■ Goals:
(1) Summarize the passage on Nathan Rothschild and the War of 1812 in two sentences.
(2) From the Rothschild passage, return the stretch that begins at the words "The failure to" and stops after "today as Citibank.".
----- Source
Fig. 1.5. Portrait of Nathan Mayer Rothschild by Louis Amié Grosclaude (1830). Isaac Newton Institute for Mathematical
Sciences

Thomas Jefferson and Andrew Jackson had clamorously opposed this central bank, believing
instead that the American people by way of Congress, not private or foreign interests, should
command the money supply. Jackson and Jefferson were especially worried about the greatest of all
bankers, the inheritor of the Rothschild family fortune: Nathan Rothschild.
The failure to renew the banking charter threw a monkey wrench into the financial monopoly

that Nathan Rothschild was establishing in America and supposedly angered him so much that he
allegedly warned to either renew the charter or face the disastrous consequences. And by
consequences he meant staging another war against Britain in an effort to bring America back to
colonial status. Rothschild then used one of his agents in America, Moses Taylor, to help him set up
the National City Bank of New York in the summer of 1812. This was his way of maintaining a
presence in America despite the recent defeat in Philadelphia. This National City Bank of New York


survives today as Citibank.
Whether or not Nathan Rothschild actually said the words above or instructed the king to
attack America has been impossible to prove thus far. 3 What we can prove is that less than five
months after the First Bank of the United States closed its doors forever, the War of 1812 was on.
However, it wasn’t started by the British; it was started by the United States and declared by
Congress on June 18, 1812. To most of the nation and to the war hawks in government it was viewed
as a continuation of the Revolutionary War. It’s even the war from which “The Star-Spangled
Banner” comes.
The main reasons cited to start the War of 1812 were the continued impressment of American
sailors and the British naval blockade of American goods intended for France. This new war also
gave America a chance to completely take over British-owned lands in neighboring Canada. This was
a move intended to expand our borders. The timing for the war was perfect, because Napoleon and
his massive army were successfully on the offensive in Europe and most British resources and armed
forces were preoccupied in engagement with him there.
----------
----- Supplied data
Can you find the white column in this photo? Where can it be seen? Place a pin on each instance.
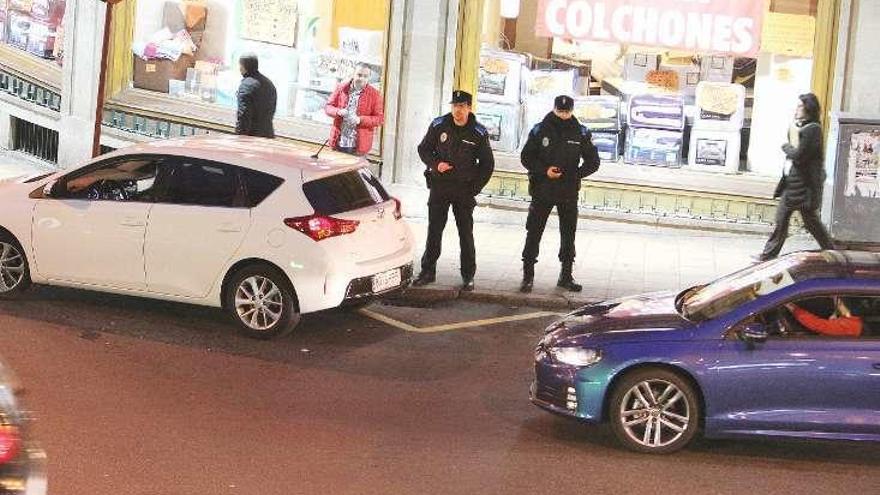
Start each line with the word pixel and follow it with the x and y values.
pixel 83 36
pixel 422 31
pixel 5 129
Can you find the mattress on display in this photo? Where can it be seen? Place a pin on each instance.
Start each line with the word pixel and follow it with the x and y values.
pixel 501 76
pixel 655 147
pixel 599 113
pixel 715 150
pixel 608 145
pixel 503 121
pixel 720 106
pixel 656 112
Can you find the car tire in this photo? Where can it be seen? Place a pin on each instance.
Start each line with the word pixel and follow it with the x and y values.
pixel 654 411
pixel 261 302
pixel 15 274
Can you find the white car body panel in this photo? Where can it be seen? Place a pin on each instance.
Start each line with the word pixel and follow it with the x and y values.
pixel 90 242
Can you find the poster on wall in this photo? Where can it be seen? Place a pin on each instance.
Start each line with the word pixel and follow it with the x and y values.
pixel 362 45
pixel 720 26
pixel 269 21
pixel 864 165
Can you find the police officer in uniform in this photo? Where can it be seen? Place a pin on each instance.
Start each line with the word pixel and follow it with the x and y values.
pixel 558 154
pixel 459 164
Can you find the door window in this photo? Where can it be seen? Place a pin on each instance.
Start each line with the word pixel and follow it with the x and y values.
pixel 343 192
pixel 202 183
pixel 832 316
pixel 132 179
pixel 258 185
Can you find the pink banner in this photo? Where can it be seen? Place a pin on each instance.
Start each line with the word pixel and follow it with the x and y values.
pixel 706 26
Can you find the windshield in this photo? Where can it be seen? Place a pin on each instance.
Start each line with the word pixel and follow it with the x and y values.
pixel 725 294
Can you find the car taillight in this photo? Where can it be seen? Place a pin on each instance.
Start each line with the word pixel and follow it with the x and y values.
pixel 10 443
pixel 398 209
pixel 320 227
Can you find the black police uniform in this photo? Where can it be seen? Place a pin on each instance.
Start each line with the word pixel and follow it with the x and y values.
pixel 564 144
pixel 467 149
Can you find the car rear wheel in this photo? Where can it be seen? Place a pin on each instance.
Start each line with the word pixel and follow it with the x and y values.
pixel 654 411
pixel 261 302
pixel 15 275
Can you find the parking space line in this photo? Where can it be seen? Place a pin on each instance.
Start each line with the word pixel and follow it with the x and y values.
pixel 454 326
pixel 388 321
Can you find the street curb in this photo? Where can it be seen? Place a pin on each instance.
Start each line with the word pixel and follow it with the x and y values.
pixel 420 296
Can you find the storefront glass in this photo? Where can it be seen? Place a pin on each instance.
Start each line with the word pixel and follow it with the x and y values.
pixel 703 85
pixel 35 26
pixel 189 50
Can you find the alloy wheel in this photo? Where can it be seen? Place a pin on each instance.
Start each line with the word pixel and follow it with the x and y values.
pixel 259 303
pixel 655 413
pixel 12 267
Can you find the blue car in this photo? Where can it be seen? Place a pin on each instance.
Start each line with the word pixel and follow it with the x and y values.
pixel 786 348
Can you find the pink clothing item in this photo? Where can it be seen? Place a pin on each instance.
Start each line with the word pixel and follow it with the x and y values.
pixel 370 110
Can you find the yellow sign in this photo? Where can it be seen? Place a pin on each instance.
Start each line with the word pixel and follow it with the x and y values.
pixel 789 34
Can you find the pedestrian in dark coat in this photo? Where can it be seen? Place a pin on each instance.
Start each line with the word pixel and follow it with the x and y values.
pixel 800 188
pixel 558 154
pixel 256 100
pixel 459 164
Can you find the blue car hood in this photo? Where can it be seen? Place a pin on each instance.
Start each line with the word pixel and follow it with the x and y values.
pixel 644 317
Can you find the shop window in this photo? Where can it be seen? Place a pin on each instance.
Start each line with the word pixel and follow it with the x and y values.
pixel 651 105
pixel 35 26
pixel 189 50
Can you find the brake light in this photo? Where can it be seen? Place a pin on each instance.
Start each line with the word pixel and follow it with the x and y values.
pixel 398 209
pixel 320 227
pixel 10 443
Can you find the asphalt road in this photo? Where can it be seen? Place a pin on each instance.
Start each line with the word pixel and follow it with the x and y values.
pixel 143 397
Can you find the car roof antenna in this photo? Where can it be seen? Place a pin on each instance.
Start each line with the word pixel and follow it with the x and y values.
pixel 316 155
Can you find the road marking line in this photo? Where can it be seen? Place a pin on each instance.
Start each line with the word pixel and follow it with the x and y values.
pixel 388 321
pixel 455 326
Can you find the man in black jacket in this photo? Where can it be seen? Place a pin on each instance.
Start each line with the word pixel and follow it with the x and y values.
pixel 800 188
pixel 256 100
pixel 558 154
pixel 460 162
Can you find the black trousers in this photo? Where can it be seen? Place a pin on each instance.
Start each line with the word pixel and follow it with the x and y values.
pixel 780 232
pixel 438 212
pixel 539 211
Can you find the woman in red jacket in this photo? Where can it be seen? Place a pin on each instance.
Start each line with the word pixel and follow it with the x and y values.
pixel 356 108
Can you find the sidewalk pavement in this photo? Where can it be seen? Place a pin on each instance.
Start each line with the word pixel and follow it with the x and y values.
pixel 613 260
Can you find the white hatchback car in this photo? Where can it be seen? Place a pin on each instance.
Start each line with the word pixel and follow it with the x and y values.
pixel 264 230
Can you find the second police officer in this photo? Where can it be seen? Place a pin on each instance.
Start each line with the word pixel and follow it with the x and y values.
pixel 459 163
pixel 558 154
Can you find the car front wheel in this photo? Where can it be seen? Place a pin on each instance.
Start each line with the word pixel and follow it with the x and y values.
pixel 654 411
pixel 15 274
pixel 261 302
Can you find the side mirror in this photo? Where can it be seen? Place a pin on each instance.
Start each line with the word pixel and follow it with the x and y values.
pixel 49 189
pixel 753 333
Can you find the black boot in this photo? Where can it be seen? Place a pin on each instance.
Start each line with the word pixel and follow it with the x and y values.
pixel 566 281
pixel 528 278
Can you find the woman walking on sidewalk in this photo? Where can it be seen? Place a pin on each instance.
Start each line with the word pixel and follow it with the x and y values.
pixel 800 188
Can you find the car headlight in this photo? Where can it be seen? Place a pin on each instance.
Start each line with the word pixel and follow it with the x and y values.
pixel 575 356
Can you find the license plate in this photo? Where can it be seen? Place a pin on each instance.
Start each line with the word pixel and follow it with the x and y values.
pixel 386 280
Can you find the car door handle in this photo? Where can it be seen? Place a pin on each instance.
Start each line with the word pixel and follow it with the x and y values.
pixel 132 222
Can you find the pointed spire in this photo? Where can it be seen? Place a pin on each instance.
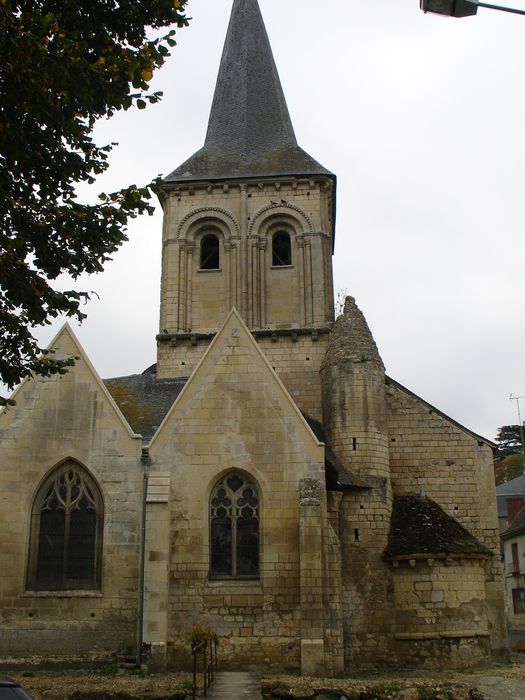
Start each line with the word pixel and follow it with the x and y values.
----------
■ Final results:
(1) Jefferson and Jackson opposed the central bank and worried about Nathan Rothschild, who allegedly warned of disastrous consequences when its charter was not renewed and who then used his agent Moses Taylor to help set up the National City Bank of New York in 1812. Whether Rothschild said those words has not been proven, but less than five months after the First Bank of the United States closed, Congress declared the War of 1812, citing the impressment of American sailors and the British blockade of goods bound for France, at a time when British forces were occupied with Napoleon.

(2)
The failure to renew the banking charter threw a monkey wrench into the financial monopoly

that Nathan Rothschild was establishing in America and supposedly angered him so much that he
allegedly warned to either renew the charter or face the disastrous consequences. And by
consequences he meant staging another war against Britain in an effort to bring America back to
colonial status. Rothschild then used one of his agents in America, Moses Taylor, to help him set up
the National City Bank of New York in the summer of 1812. This was his way of maintaining a
presence in America despite the recent defeat in Philadelphia. This National City Bank of New York


survives today as Citibank.